* TRECHO CITADO
--- --- ---

Você se sentiu ofendido pelo vídeo “A Primeira Tentação de Cristo”, do Porta dos Fundos, ou foi movido pela raiva generalizada? Acredita que o serviço e o grupo devem ser punidos por ter produzido e lançado, pelo segundo ano consecutivo, um especial de Natal?
Resumindo, o filme de cerca de 45 minutos acompanha a festa de aniversário surpresa de 30 anos de Jesus (Gregório Duvivier), que chega do deserto acompanhado de um novo “amigo”, Orlando (Fábio Porchat). Jesus tenta esconder, mas a situação é bem clara: os dois estão em uma relação. Para completar o cenário, José (Rafael Portugal) parece não ter engolido muito bem a história da gravidez imaculada de Maria (Evelyn Castro) e Deus (Antonio Tabet), tratado pela família como um “tio”, vive tentando a mãe de Cristo.
O curioso é que “A Primeira Tentação de Cristo”, ao fim, tem uma mensagem positiva. Após dúvidas sobre o que fazer quando se descobre o filho de Deus, Jesus passa por uma provação e encontra sua real vocação. O filme lançado no início do mês é mais divertido e menos ofensivo do que o do ano passado, “Se Beber, Não Ceie”, que trazia Jesus como um mau-caráter disposto a matar e enganar em uma ceia com muito sexo e drogas. Vale ressaltar que, pelo filme do ano passado, o grupo ganhou o Emmy Internacional de Melhor Série de Comédia. Não é pouca coisa.
Em 2018, ao contrário do que tem sido dito, houve sim uma movimentação contrária ao especial. Grupos religiosos promoveram boicotes e igrejas pediram que seus fiéis não assinassem o serviço ou cancelassem suas assinaturas, mas o deste ano teve uma diferença: Eduardo Bolsonaro.
O 03 parece não ter visto o filme inteiro, mas não hesitou em ir ao Twitter criticá-lo: “Vale a pena atacar a fé de 86% da população?”, questionou, incomodado com o fato de Jesus ser gay e de se recusar a pregar a palavra do pai (o que deixa claro ele não ter visto o filme todo).
Olha… Parece que valeu a pena sim, Dudu. “A Primeira Tentação de Cristo” é a produção brasileira mais vista da história da Netflix, que já encomendou um novo especial de Natal para 2020. É perfeitamente compreensível que muitos não queiram assistir ao especial por considerá-lo ofensivo; podem, também, cancelar a assinatura e partir para uma concorrente (são muitas opções), todas manifestações válidas, mas é só. Pedir para que a Netflix retire o produto do ar é censura - pior ainda é pedir que alguém responda criminalmente por isso.

--- --- ---

* TAREFA ATRIBUÍDA
Segundo o texto sobre o especial de Natal do Porta dos Fundos, que prêmio o grupo ganhou pelo filme do ano anterior? Baseie-se exclusivamente no texto acima.

Dados de localização espacial
--- --- ---

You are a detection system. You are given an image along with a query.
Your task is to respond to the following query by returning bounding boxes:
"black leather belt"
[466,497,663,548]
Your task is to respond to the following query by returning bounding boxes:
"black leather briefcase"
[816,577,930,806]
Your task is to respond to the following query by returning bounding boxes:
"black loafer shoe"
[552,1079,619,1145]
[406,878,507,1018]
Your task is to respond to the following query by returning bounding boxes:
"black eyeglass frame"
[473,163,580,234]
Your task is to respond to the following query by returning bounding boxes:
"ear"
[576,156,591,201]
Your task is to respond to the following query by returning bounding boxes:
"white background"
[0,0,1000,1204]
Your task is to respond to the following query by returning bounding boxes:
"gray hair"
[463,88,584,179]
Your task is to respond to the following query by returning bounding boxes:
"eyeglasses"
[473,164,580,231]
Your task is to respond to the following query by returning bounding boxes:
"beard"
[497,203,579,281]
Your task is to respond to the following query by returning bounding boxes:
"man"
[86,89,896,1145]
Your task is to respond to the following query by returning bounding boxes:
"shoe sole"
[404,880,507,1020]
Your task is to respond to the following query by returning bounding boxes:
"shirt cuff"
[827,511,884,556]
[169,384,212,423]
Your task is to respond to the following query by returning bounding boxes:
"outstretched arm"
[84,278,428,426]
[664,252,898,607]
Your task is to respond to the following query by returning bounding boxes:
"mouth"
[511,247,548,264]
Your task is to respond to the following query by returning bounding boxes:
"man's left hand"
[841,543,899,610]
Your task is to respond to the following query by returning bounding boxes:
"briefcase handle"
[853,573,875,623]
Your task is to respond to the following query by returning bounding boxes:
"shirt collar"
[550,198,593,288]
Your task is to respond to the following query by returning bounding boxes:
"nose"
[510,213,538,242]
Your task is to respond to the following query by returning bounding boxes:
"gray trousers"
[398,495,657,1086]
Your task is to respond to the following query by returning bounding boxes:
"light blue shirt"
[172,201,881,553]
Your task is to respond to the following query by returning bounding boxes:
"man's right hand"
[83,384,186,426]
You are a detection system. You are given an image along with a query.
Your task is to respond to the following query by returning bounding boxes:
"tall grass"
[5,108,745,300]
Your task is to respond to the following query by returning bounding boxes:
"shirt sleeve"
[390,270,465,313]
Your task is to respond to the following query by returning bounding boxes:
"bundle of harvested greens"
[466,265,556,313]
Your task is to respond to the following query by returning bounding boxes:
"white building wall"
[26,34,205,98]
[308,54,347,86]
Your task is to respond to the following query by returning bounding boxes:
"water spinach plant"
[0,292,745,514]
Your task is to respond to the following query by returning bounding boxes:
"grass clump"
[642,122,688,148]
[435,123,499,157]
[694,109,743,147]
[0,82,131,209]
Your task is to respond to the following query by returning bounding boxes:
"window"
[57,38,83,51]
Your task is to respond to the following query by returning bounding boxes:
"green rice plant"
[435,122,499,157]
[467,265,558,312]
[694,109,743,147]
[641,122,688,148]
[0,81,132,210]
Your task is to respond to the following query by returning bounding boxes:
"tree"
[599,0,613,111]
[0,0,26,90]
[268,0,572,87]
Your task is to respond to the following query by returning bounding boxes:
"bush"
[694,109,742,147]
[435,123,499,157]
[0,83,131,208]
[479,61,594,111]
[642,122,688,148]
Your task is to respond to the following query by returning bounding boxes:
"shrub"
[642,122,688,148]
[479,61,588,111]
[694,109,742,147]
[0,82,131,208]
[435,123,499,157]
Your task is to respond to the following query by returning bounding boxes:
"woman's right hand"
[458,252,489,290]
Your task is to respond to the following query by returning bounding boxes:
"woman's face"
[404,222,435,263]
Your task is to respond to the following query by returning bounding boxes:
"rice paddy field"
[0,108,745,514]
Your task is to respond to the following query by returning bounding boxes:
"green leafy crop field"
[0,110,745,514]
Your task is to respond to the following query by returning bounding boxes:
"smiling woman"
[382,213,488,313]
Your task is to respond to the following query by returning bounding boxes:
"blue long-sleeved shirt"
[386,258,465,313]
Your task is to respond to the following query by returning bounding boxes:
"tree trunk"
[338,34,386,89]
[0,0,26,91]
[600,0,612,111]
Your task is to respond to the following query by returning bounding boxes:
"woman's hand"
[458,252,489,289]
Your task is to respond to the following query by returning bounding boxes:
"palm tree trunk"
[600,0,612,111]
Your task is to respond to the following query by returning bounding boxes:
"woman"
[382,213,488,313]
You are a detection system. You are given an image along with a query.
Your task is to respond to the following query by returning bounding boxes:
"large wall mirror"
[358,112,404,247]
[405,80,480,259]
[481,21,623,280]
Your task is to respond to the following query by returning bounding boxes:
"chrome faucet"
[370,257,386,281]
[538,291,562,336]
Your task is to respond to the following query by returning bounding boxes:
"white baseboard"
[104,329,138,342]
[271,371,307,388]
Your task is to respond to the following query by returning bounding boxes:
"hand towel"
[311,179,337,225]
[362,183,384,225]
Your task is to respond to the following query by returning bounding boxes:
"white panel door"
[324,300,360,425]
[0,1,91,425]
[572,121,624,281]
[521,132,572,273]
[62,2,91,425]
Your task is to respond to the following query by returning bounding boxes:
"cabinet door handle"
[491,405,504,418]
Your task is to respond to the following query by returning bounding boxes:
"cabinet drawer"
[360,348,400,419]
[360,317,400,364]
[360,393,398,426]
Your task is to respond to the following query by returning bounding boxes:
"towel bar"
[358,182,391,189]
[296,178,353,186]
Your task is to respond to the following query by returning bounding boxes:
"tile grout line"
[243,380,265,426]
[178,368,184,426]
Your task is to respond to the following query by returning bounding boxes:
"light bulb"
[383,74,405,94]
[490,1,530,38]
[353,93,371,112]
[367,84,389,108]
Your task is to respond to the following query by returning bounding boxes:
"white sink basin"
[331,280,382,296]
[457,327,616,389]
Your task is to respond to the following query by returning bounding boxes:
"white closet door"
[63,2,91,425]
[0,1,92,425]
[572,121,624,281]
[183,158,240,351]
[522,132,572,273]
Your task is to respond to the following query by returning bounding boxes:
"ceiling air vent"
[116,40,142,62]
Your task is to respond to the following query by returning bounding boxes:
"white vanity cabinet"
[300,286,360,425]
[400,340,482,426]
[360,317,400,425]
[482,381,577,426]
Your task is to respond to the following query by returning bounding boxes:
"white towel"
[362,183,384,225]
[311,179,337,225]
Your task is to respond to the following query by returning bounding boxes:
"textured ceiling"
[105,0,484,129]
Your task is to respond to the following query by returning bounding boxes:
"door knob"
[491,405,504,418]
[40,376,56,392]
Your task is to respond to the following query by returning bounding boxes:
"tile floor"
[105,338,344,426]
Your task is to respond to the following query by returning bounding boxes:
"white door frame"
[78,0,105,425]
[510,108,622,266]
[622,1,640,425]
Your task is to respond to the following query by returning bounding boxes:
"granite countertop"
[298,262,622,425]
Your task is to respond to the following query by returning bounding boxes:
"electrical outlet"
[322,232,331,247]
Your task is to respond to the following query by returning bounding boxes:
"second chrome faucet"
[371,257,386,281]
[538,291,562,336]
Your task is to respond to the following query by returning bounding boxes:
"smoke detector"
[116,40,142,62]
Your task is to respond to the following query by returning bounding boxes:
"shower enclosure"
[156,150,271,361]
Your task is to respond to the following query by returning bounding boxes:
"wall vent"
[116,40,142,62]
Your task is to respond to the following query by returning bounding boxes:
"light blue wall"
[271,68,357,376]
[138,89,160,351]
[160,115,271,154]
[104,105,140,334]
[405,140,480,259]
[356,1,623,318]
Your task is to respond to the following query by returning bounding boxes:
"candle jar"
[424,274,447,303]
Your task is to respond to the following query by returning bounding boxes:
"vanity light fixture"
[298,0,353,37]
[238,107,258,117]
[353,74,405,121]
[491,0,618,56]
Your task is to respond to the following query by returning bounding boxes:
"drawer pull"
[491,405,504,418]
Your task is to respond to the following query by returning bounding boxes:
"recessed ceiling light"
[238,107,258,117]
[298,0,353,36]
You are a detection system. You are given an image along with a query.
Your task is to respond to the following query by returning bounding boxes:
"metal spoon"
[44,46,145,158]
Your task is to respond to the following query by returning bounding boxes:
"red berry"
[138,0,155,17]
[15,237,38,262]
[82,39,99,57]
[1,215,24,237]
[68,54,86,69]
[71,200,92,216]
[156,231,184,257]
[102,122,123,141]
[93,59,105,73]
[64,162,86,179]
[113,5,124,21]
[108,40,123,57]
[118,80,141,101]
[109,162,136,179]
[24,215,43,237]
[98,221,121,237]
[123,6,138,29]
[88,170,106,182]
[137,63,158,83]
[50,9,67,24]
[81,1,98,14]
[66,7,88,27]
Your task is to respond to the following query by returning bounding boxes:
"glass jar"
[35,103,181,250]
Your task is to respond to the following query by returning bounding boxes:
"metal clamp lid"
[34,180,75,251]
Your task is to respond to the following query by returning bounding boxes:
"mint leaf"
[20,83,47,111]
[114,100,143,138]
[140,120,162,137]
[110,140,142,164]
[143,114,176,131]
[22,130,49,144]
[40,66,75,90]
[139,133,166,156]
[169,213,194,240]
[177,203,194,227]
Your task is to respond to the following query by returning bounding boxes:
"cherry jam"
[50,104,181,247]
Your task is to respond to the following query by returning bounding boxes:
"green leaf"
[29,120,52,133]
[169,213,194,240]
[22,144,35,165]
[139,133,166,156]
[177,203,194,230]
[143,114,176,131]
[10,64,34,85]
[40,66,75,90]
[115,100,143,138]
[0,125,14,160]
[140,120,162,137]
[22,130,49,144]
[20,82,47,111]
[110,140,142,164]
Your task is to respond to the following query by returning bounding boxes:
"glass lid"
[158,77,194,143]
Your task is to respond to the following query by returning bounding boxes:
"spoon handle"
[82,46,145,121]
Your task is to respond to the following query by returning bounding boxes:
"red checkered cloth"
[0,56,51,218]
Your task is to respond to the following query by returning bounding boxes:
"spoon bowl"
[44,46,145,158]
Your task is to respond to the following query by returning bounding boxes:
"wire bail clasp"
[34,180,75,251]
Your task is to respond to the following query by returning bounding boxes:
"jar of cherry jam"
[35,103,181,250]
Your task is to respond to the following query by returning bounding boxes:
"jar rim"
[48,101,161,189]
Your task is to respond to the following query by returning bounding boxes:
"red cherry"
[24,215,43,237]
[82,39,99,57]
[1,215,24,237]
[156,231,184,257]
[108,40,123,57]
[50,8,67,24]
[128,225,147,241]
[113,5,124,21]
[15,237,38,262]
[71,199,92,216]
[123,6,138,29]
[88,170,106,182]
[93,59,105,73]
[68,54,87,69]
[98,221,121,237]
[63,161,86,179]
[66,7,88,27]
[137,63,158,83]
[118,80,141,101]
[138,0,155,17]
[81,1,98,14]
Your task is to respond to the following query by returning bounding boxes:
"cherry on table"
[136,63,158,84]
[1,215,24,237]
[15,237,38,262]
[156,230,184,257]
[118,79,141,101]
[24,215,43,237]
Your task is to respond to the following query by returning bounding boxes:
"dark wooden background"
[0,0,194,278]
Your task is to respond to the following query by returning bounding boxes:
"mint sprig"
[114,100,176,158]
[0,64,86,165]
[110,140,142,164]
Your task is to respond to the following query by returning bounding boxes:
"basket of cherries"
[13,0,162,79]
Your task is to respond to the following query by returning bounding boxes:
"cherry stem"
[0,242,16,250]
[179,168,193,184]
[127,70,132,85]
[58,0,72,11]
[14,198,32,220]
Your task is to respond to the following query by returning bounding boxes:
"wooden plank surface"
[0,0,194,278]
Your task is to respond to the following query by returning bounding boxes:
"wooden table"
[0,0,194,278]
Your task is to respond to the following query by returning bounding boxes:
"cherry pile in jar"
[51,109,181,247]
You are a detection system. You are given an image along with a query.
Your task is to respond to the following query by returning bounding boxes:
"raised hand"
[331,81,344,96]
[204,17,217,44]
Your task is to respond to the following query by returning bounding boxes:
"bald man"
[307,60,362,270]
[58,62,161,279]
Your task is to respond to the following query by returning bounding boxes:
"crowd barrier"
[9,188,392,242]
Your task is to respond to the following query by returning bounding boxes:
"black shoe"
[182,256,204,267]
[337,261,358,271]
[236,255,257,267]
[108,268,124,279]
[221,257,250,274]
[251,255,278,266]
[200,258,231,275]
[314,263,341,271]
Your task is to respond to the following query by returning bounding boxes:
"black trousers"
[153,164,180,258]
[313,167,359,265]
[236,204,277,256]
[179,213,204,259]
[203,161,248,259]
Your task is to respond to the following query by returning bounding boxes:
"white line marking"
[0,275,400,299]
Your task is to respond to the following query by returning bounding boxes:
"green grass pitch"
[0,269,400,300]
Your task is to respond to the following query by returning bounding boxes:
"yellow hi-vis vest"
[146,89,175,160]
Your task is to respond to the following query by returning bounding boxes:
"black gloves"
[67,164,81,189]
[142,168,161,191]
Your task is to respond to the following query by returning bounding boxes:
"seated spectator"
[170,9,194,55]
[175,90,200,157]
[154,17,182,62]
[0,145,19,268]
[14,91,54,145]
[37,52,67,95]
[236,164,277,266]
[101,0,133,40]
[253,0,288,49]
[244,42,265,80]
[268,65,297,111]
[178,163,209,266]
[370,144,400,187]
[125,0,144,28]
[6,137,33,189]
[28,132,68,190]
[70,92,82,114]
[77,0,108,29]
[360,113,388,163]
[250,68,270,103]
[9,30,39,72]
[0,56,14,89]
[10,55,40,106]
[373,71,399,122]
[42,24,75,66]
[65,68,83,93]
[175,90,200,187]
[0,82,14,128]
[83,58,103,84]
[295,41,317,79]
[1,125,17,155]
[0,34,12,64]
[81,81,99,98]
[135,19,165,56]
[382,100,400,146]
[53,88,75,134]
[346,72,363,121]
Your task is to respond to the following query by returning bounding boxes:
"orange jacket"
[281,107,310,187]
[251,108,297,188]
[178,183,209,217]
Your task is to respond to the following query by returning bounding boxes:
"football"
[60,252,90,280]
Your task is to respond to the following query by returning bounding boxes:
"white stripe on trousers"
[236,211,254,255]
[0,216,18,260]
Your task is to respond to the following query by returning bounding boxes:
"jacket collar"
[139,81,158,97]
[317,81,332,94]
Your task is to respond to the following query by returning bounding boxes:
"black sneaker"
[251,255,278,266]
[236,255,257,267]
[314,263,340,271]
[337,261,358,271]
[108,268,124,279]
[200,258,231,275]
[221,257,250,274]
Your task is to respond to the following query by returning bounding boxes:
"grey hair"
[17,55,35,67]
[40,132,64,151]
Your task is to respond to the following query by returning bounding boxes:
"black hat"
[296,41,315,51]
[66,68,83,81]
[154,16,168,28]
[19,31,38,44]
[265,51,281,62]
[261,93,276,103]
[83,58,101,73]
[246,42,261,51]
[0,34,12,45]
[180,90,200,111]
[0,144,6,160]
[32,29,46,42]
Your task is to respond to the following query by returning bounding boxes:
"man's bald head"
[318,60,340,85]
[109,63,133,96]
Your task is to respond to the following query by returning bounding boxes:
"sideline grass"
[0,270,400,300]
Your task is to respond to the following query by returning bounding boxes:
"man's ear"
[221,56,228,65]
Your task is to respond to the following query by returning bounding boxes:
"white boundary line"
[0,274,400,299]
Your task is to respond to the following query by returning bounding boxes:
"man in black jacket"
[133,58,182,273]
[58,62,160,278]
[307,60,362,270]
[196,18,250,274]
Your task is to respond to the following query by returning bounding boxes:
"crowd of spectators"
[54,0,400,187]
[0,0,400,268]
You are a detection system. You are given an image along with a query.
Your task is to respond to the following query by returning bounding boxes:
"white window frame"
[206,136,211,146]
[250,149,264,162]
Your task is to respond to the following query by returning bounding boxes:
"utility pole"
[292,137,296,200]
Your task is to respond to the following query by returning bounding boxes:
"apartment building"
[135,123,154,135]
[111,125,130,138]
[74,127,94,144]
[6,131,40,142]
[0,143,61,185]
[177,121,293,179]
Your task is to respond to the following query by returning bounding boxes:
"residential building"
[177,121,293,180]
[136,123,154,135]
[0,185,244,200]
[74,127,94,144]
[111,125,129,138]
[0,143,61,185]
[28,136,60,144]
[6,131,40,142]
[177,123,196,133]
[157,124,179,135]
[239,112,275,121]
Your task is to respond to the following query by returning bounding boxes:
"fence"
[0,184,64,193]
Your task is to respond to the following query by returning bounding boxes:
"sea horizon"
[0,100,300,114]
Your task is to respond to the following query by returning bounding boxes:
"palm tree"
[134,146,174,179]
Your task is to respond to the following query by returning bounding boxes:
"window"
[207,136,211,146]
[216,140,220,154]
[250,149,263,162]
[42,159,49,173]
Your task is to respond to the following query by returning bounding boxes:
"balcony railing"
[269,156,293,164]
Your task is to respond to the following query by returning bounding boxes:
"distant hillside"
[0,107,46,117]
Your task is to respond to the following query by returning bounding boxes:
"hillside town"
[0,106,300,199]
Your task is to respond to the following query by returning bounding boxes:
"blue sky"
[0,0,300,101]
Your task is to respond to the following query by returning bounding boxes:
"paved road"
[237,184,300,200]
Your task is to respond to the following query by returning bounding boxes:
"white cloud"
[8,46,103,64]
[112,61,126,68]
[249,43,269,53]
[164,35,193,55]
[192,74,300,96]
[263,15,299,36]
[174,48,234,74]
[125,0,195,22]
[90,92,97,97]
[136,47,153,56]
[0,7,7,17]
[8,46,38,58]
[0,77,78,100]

--- --- ---

* RESPOSTA DO EXERCÍCIO
O Emmy Internacional de Melhor Série de Comédia.